REQUIRED WORK. Return the passage of the crypto market report starting with "Bitcoin skyrocketed to" and going on through "encountered near $2,700.", copied word for word.

TEXT TO READ.
Crypto markets steadied on Monday, after exhibiting high volatility last week. Anticipation on the Bitcoin spot exchange-traded funds (ETFs) approval by the Securities and Exchange Commission (SEC) triggered market volatility last week.
Bitcoin price surged on Thursday as the first spot Bitcoin ETFs gained approval by the SEC. The SEC approved 11 applications, including those from BlackRock, Ark Investments, and Fidelity. News of the approval boosted not only Bitcoin but other cryptocurrencies as well.
The approval of the first spot Bitcoin ETFs is drawing investors’ attention and is likely to bring more institutional and retail money into crypto markets. Spot Bitcoin ETFs give access to the cryptocurrency to traders through a regulated product, eliminating the risks of buying from unregulated exchanges. The enthusiasm over the approvals did not last long, however, and a massive Bitcoin selloff was triggered on Friday.
Bitcoin skyrocketed to $48,800, its highest level since January 2022, after the approval of the first spot Bitcoin ETFs on Thursday. Bitcoin price suffered a massive correction on Friday though, retreating to the $42,000 level over the weekend. Bitcoin price steadied on Monday, trading around the $42,500 level. If BTC price declines, support can be found near $41,600, while resistance may be encountered near $49,000.
Ethereum price also surged last Thursday, touching $2,690 for the first time since May 2022. Ethereum pared some of its gains at the end of the week though, dropping to $2,500 over the weekend and trading just above the $2,500 level on Monday. If Ethereum's price declines, it may encounter support near $2,200, while if it increases, resistance may be encountered near $2,700.

LISTED RECORDS.
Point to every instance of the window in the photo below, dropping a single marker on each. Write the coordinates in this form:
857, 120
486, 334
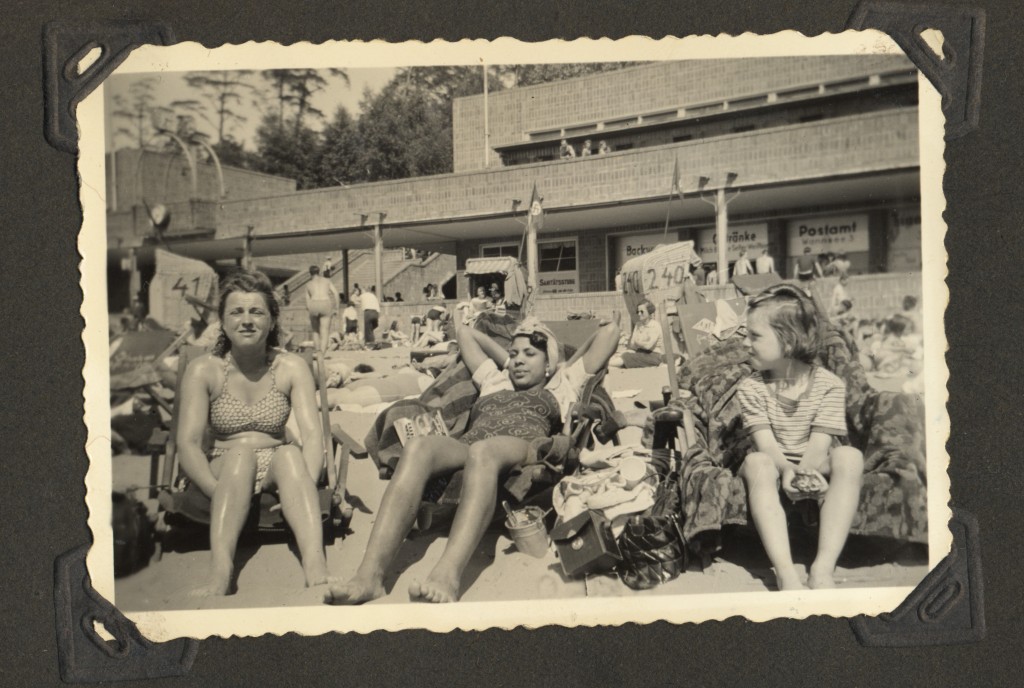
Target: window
556, 256
500, 251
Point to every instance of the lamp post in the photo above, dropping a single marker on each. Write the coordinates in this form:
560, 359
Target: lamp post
721, 204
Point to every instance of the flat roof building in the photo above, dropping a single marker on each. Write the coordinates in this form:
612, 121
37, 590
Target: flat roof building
823, 153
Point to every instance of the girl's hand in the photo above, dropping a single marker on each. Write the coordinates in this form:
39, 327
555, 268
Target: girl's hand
787, 479
809, 483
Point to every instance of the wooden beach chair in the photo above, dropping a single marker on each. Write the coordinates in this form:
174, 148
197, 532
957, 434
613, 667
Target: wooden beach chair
186, 508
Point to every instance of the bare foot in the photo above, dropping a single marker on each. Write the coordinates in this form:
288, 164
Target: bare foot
439, 587
432, 591
315, 572
213, 589
820, 579
788, 578
355, 591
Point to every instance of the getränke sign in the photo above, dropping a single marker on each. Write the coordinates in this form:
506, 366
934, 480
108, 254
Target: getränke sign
823, 234
754, 238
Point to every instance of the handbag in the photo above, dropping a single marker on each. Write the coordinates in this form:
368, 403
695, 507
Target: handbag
651, 545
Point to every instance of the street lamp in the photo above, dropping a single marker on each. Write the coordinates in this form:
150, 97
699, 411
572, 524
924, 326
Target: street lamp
721, 204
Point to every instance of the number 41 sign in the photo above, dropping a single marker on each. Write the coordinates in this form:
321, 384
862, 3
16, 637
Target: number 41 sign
657, 275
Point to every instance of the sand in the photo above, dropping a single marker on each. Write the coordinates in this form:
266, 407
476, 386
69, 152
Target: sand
269, 573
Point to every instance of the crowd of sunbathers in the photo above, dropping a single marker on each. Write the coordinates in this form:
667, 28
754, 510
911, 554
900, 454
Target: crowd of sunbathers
244, 392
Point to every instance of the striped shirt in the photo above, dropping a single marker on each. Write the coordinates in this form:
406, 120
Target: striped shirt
820, 409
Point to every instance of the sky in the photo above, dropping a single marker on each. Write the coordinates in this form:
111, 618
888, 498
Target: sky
172, 87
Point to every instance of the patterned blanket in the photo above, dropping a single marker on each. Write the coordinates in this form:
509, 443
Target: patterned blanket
887, 427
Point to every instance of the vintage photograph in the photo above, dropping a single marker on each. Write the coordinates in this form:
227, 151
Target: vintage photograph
493, 334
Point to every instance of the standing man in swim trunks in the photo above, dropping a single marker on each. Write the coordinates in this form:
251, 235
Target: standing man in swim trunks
371, 314
322, 299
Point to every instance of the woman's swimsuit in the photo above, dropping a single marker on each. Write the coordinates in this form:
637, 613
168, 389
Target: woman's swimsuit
229, 416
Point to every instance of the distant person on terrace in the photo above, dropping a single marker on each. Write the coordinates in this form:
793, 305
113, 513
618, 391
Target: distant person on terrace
524, 396
565, 152
322, 299
646, 345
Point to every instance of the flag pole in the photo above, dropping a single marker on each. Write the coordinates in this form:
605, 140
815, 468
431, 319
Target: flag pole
531, 261
672, 189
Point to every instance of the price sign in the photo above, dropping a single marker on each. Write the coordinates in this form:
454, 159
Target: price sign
656, 275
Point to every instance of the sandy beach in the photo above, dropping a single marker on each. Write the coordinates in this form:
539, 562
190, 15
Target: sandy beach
269, 574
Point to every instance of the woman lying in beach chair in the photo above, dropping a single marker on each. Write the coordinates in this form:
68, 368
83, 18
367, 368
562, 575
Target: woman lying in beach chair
524, 398
245, 392
886, 427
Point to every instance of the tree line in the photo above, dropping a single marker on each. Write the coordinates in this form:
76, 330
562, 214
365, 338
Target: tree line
404, 130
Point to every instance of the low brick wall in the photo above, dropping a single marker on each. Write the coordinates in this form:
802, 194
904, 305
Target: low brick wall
875, 296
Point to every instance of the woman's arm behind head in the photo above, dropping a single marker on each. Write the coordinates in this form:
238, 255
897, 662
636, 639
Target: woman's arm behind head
295, 379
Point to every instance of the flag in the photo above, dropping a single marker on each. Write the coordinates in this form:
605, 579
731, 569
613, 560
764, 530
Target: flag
536, 210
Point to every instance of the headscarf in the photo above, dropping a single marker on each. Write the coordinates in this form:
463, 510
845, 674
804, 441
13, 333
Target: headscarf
531, 326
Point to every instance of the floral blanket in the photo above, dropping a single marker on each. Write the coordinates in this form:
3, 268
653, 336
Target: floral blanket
887, 427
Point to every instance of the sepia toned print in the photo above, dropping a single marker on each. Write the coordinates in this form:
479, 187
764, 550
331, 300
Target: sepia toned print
640, 330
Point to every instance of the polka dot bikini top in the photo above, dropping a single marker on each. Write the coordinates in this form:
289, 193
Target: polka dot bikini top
229, 416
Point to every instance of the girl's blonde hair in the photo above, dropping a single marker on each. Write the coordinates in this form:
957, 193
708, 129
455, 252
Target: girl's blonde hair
794, 318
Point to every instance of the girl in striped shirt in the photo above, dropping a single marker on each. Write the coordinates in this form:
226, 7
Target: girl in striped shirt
795, 412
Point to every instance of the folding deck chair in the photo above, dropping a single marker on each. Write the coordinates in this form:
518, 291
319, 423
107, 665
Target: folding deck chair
184, 508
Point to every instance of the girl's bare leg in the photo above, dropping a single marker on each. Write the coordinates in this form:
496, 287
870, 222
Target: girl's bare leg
236, 473
838, 509
488, 459
314, 328
422, 459
300, 506
761, 476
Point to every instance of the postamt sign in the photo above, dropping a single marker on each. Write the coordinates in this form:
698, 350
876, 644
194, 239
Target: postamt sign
824, 234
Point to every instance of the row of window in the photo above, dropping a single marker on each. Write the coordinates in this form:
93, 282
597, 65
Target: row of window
553, 256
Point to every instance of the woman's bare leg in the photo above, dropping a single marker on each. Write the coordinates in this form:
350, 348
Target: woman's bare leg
236, 473
314, 328
488, 459
422, 459
300, 506
846, 471
762, 478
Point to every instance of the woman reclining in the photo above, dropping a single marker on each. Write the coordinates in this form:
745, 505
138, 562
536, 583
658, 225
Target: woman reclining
244, 392
524, 396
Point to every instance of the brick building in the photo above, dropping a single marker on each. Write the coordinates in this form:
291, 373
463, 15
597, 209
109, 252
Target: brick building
822, 151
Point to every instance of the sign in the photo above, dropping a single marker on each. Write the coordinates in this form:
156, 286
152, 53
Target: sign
656, 275
176, 277
632, 246
754, 238
563, 282
824, 234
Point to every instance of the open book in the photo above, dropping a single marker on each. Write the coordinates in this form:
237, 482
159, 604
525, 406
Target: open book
420, 426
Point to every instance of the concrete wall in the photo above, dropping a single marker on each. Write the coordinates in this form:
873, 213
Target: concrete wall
164, 177
644, 88
875, 296
854, 144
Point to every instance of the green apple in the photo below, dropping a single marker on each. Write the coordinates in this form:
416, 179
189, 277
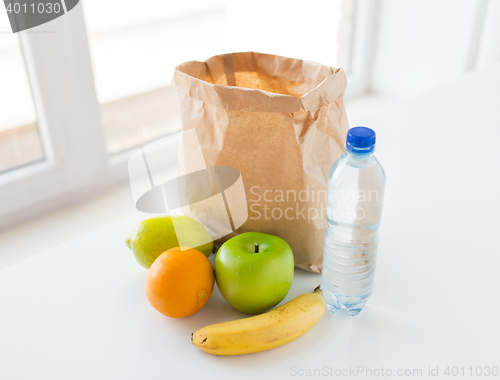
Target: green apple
254, 271
153, 236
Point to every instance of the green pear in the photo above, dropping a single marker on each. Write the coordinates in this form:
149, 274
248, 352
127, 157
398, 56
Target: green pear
151, 237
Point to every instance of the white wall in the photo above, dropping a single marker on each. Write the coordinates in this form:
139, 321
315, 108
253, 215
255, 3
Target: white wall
423, 44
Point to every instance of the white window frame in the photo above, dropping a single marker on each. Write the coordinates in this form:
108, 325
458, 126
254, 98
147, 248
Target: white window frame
366, 15
69, 120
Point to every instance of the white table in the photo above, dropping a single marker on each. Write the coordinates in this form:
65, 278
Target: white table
78, 311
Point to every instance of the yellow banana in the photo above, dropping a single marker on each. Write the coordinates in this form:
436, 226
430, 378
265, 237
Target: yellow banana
264, 331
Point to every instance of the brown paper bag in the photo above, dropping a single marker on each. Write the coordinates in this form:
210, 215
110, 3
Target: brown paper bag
282, 123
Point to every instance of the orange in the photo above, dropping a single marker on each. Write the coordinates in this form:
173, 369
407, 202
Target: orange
180, 282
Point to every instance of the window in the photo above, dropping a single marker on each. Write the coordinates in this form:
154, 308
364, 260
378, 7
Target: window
19, 139
100, 84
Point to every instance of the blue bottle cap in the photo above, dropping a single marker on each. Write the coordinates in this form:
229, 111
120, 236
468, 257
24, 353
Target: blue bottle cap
360, 140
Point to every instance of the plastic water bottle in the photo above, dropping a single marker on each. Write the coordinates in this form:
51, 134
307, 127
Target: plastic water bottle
355, 197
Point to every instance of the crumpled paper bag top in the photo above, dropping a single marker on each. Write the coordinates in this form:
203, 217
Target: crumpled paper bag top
266, 83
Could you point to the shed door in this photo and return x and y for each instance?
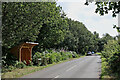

SOLUTION FOR THIS EXERCISE.
Bitcoin skyrocketed to $48,800, its highest level since January 2022, after the approval of the first spot Bitcoin ETFs on Thursday. Bitcoin price suffered a massive correction on Friday though, retreating to the $42,000 level over the weekend. Bitcoin price steadied on Monday, trading around the $42,500 level. If BTC price declines, support can be found near $41,600, while resistance may be encountered near $49,000.
Ethereum price also surged last Thursday, touching $2,690 for the first time since May 2022. Ethereum pared some of its gains at the end of the week though, dropping to $2,500 over the weekend and trading just above the $2,500 level on Monday. If Ethereum's price declines, it may encounter support near $2,200, while if it increases, resistance may be encountered near $2,700.